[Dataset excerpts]
══════════════════════════════
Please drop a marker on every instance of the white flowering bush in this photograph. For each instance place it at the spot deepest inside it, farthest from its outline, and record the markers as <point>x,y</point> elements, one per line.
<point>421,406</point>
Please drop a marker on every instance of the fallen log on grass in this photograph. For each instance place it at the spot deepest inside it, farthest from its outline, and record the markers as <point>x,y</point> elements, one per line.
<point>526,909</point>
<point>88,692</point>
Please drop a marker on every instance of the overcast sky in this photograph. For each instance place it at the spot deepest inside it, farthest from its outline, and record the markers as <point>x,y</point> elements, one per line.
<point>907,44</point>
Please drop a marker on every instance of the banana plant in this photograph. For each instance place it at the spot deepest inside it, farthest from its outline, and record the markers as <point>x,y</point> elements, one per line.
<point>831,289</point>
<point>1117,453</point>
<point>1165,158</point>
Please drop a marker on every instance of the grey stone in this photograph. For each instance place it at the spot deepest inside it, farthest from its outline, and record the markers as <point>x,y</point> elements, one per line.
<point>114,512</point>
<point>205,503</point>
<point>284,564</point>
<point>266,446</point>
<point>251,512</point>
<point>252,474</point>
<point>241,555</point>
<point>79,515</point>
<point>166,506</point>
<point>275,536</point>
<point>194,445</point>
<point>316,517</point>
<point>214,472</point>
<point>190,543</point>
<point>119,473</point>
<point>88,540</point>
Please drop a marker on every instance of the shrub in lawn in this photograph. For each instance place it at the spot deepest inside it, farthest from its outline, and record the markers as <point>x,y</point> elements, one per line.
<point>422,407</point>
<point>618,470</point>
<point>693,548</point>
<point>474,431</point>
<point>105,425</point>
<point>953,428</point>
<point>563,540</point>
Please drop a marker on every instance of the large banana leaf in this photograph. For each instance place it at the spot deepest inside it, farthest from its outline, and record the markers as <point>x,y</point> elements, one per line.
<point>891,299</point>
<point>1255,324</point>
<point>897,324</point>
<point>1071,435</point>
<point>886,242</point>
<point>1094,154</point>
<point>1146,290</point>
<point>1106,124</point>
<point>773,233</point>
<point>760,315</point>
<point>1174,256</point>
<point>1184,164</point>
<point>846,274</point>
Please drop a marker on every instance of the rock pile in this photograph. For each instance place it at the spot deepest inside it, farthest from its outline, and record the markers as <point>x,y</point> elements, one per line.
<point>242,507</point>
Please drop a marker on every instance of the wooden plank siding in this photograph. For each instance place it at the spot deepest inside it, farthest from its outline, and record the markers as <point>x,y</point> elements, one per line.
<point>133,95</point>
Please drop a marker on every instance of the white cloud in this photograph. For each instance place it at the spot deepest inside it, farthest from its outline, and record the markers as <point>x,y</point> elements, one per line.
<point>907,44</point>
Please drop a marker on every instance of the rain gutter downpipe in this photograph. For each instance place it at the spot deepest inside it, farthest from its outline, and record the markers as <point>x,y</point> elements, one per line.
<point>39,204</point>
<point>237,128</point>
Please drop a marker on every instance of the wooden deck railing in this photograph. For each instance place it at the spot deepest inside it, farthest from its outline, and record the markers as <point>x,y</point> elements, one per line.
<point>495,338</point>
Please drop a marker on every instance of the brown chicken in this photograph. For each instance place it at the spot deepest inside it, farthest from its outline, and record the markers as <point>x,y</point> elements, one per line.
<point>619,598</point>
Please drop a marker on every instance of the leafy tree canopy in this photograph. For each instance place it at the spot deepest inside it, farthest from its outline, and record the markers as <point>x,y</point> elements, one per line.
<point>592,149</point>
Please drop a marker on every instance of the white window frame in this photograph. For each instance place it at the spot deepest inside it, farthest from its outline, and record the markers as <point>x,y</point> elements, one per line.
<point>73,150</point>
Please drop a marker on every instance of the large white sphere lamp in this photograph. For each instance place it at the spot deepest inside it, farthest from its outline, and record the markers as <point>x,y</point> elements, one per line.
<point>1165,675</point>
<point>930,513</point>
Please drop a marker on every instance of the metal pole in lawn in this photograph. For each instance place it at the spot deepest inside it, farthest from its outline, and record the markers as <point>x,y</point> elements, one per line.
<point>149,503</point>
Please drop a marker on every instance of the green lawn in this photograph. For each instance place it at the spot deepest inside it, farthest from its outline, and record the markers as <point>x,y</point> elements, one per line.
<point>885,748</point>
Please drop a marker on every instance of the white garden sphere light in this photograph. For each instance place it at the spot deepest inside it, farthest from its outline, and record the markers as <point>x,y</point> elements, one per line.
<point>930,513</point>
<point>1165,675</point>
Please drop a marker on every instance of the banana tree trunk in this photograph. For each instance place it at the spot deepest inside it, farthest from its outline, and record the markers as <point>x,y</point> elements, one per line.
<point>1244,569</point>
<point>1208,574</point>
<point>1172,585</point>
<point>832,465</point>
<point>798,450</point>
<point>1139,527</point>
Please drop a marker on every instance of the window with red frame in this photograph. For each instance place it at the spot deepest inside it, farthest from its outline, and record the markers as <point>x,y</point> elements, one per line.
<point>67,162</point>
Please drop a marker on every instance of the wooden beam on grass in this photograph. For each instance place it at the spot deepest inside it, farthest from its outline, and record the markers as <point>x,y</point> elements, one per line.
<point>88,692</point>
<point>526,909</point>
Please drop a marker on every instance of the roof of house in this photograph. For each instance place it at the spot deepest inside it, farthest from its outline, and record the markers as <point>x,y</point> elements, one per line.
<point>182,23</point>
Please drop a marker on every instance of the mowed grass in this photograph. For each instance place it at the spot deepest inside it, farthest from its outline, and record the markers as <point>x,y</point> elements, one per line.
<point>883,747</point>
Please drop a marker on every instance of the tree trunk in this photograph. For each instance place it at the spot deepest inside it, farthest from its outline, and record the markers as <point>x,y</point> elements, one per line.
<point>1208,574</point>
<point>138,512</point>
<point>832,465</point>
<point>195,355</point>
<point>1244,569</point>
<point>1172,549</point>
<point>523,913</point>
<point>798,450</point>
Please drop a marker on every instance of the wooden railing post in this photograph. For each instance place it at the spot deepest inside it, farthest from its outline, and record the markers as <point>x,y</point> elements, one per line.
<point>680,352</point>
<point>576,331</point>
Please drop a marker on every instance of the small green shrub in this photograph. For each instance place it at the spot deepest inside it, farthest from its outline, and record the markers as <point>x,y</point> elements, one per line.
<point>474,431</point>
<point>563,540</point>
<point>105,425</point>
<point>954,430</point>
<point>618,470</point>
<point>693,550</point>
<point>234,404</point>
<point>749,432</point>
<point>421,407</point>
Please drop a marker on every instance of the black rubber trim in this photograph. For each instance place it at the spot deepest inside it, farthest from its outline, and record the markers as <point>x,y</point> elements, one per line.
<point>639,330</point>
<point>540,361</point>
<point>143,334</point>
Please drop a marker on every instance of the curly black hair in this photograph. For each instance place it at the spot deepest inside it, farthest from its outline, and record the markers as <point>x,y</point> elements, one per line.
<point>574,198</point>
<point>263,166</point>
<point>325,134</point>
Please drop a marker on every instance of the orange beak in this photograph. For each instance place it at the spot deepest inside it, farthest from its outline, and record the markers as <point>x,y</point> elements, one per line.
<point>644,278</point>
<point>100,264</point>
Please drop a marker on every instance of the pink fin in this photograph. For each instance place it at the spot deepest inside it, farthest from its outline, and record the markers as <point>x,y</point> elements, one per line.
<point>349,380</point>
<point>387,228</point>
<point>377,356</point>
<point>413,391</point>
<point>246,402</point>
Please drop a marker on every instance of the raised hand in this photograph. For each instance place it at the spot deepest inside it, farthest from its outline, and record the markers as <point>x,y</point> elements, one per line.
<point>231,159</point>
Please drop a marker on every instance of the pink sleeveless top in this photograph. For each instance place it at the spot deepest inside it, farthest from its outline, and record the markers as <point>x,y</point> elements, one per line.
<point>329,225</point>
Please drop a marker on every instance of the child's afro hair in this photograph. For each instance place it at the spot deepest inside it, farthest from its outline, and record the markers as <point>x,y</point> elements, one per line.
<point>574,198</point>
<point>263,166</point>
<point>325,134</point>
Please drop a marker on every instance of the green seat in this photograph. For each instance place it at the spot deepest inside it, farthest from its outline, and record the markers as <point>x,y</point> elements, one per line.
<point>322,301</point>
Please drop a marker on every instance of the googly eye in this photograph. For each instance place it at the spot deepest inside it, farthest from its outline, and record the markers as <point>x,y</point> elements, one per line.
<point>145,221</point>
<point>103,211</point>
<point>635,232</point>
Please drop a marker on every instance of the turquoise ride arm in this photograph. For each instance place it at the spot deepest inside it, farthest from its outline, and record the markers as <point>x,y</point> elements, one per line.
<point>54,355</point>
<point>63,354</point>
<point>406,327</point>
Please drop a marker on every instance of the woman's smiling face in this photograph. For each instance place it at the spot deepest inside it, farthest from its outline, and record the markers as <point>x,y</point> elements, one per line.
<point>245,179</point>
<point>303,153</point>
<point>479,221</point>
══════════════════════════════
Exercise goal >>
Transcribe exactly, and only, the lines that extend from the one containing "Please drop a marker on every instance of the green seat" to the end of the records above, inclusive of both.

Exercise response >>
Please drop a marker on every instance of the green seat in this photograph. For each instance place it at the spot deepest inside it, farthest from its outline, and record the markers as <point>x,y</point> elements, one per line.
<point>322,301</point>
Please drop a marker on every instance of the googly eye in this photograph. For each instance place it at the spot deepest inside it, farthest from its outline, and record the markers as <point>x,y</point> elements, one per line.
<point>145,221</point>
<point>103,211</point>
<point>635,232</point>
Please drop a marker on every instance of the turquoise ride arm in this photograph. For each instance place it at the spot deepest inside it, farthest from its outline, and record the markers as <point>x,y</point> elements, one per line.
<point>54,355</point>
<point>63,354</point>
<point>406,327</point>
Please drop a marker on every instance of the woman's smiling face in this photograph. For each instance place it at the spot deepest inside it, farthest from its outline, and record the markers as <point>x,y</point> elements, one per line.
<point>245,179</point>
<point>303,153</point>
<point>479,221</point>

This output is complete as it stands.